- **PAGINAFRAGMENT**
▽
Op basis van cijfers is er geen enkele reden om te veronderstellen dat de Amsterdammer de zwakke schakel was in de elftallen van 1974 en 1978

Althans, dat is het verhaal dat achteraf geconstrueerd is. De cijfers van Jongbloed laten een heel ander beeld zien. Hij heeft in zeven van de twaalf wedstrijden die hij keepte op een eindtoernooi de nul gehouden en 26 reddingen verricht. Misschien nog wel belangrijker voor een doelman: Jongbloed heeft geen enkele fout gemaakt met een doelpoging van de tegenstander tot gevolg. Hoewel het extreem lastig is om sluitposten goed te beoordelen op basis van cijfers, blijkt er op basis daarvan in ieder geval geen reden om te veronderstellen dat Jongbloed de zwakke schakel was in de elftallen van 1974 en 1978.

Sterker, puur op basis van statistieken troeft Jongbloed latere Oranje-keepers als Hans van Breukelen en Edwin van der Sar af. Dat zit vooral in consistentie. Waar Jongbloed in meer dan de helft van zijn wedstrijden de nul heeft gehouden, hebben Van Breukelen en Van der Sar eindtoernooien meegemaakt die hun cijfers minder florissant maken. Zo stond Van der Sar tussen de palen op de EK’s van 1996 en 2004 waarin de Oranje-defensie geen geweldige indruk maakte. Voor Van Breukelen was er op het WK 1990 en op het EK 1992 weinig eer te behalen.
△
- **UITTREKSEL VERMELDINGEN**
▽
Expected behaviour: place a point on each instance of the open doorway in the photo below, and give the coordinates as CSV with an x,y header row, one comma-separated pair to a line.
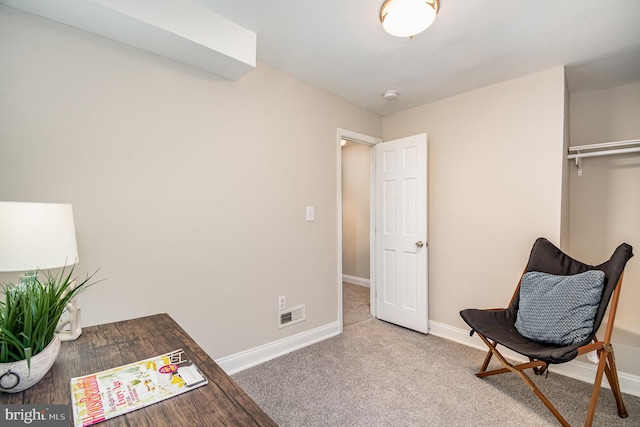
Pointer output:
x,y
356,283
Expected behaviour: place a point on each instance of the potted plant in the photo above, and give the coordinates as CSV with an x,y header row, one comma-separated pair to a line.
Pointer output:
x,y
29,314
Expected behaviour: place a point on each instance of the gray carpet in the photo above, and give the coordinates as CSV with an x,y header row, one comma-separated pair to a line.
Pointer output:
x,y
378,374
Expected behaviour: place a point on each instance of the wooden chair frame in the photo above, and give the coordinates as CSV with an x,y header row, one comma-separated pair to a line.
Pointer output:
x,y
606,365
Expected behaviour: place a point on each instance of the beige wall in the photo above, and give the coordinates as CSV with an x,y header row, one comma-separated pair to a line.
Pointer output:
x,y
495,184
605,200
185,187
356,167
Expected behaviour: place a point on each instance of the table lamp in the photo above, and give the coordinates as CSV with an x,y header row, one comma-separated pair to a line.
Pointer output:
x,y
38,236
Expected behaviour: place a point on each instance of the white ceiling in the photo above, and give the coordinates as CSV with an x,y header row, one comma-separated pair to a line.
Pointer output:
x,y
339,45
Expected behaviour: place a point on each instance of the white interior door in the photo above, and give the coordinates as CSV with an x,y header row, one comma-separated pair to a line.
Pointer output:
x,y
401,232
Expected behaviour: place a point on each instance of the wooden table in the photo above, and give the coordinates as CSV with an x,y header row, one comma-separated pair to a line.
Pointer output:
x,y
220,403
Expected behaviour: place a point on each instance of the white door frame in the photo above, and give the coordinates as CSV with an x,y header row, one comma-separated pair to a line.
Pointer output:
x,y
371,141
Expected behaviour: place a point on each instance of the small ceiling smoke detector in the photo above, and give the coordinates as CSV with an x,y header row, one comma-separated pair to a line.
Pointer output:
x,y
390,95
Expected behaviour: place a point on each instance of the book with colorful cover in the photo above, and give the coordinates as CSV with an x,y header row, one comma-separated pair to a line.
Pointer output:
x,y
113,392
△
▽
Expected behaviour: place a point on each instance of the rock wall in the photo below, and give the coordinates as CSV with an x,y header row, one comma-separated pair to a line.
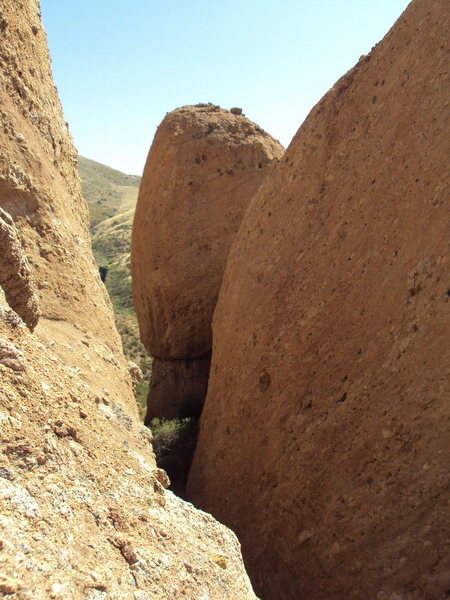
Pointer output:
△
▽
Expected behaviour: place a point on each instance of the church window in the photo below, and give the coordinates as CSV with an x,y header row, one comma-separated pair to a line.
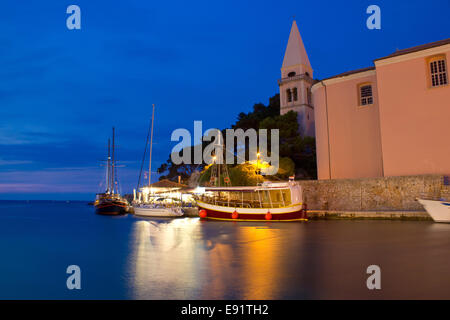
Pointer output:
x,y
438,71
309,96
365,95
△
- **OEFENOPDRACHTEN**
1) Haal uit de vermeldingen elke regel waarin de tekenreeks "wooden" staat. Hoofdletters en kleine letters tellen mee.
2) Zet de tekst over de cijfers van doelman Jongbloed voort, aansluitend op de laatste zin.

- **UITGEWERKTE OPDRACHTEN**
1)
Expected behaviour: place a point on each instance of the wooden chair frame in the photo above, and give the coordinates as CSV with an x,y header row, one comma-separated pair to a line.
Expected behaviour: place a point on each instance of the wooden table in the photo above, and give the coordinates as CSV with an x,y header row, one comma-separated pair to a line.

2)
Maakt dit Jongbloed tot de ideale doelman voor het beste Oranje ooit? Dat is voer voor discussie. Het eerlijke verhaal is dat de data over historische eindtoernooien net niet geavanceerd genoeg zijn om verregaande conclusies te kunnen trekken over keepers. Bovendien is de steekproef sowieso vrij klein. Jongbloed heeft in totaal 35 schoten te verwerken gekregen op WK’s. Dat is wat weinig om een goed oordeel te kunnen vormen over zijn kwaliteiten. Wat we wél kunnen vaststellen, is dat Jongbloed niet zo slecht was als hij in de beeldvorming geworden is. Zijn plek in dit elftal is bovenal een correctie daarvan.